* BEGIN Entries supplied *
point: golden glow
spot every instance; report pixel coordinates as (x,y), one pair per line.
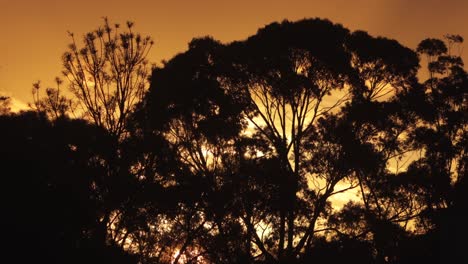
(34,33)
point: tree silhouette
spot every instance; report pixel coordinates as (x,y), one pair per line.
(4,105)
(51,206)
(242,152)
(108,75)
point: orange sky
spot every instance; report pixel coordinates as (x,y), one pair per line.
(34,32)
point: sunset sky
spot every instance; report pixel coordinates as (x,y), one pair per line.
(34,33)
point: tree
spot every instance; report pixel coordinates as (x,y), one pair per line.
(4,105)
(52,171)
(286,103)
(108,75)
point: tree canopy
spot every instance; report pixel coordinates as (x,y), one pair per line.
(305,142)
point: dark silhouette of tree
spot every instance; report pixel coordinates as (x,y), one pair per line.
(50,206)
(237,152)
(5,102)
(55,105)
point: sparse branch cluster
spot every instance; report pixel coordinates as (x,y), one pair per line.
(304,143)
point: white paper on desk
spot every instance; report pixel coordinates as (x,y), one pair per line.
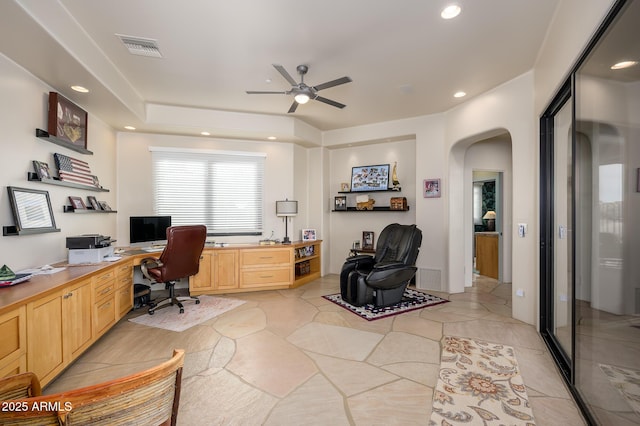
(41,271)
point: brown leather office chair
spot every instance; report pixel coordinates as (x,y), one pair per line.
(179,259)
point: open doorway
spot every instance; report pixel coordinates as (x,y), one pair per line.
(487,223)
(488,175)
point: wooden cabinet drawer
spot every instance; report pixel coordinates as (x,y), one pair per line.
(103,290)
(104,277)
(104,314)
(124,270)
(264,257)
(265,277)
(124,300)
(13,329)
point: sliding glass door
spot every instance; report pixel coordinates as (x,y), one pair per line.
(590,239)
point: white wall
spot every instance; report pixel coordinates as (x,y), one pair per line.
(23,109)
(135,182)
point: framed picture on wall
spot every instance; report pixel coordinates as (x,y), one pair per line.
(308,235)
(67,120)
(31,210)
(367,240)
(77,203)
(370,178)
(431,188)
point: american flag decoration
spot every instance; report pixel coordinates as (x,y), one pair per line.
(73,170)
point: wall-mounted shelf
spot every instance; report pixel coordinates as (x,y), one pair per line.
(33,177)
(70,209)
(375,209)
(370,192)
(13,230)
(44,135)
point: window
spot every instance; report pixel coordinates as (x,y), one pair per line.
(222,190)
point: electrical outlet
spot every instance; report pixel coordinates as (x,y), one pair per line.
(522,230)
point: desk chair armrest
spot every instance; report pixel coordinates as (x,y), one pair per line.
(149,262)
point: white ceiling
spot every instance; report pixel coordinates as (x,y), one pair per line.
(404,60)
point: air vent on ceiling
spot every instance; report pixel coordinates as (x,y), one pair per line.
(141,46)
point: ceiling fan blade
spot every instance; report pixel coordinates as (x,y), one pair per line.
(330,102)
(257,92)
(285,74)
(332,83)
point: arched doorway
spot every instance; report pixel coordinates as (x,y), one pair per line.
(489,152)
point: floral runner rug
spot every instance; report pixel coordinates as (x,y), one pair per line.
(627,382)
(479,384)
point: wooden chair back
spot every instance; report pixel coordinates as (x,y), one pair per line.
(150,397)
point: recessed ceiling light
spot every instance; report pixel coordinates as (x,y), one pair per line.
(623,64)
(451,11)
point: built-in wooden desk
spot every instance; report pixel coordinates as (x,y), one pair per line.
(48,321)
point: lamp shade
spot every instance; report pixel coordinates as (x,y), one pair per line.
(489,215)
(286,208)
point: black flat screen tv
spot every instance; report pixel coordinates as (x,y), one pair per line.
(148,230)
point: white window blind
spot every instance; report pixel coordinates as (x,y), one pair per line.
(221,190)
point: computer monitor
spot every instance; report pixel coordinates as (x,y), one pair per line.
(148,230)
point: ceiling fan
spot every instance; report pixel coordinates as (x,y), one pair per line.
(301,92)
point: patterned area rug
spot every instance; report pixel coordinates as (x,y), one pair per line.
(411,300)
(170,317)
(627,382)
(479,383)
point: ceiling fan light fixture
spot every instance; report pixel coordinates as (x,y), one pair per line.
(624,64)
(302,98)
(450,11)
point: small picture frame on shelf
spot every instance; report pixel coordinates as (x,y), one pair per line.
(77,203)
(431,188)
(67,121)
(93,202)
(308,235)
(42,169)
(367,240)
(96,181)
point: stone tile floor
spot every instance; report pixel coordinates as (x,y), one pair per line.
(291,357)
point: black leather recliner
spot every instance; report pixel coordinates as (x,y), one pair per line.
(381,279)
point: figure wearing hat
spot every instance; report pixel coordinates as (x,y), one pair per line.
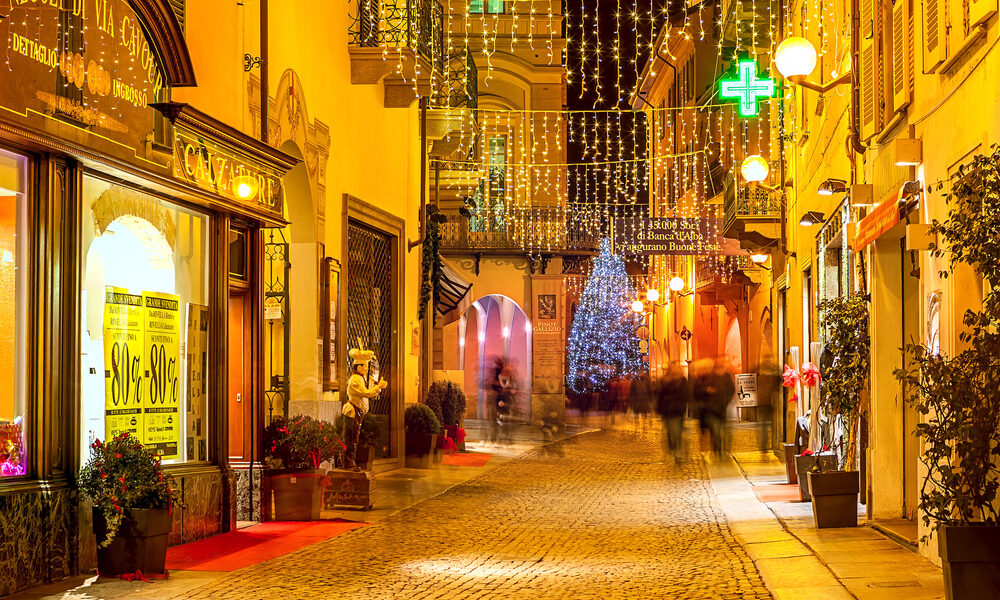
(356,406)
* END Entries supplied *
Exercise prompt: Exclude all pictures and reproduce exactly the lines from the one containing "point: patterned area rug" through the final line of the entries above.

Worked answer:
point: patterned area rug
spot every instance; report pixel coordinates as (x,y), one pair per line.
(411,300)
(170,317)
(627,382)
(479,383)
point: ceiling fan light fixture
spot every instance; report pixel coordinates as (x,y), one pair per line.
(624,64)
(302,98)
(450,11)
point: small picture frame on shelf
spot every instance; report pixel coordinates as (x,y), one pair per line.
(77,203)
(431,188)
(67,121)
(93,202)
(308,235)
(42,169)
(367,240)
(96,181)
point: stone tile floor
spot every instance; report pixel coordinates as (x,y), one pair per line.
(291,357)
point: black leather recliner
spot every instance; report pixel coordinates as (x,y), one pair per line.
(381,279)
point: figure wearing hat
spot every instance; report pixel coordinates as (x,y), one pair per line.
(356,406)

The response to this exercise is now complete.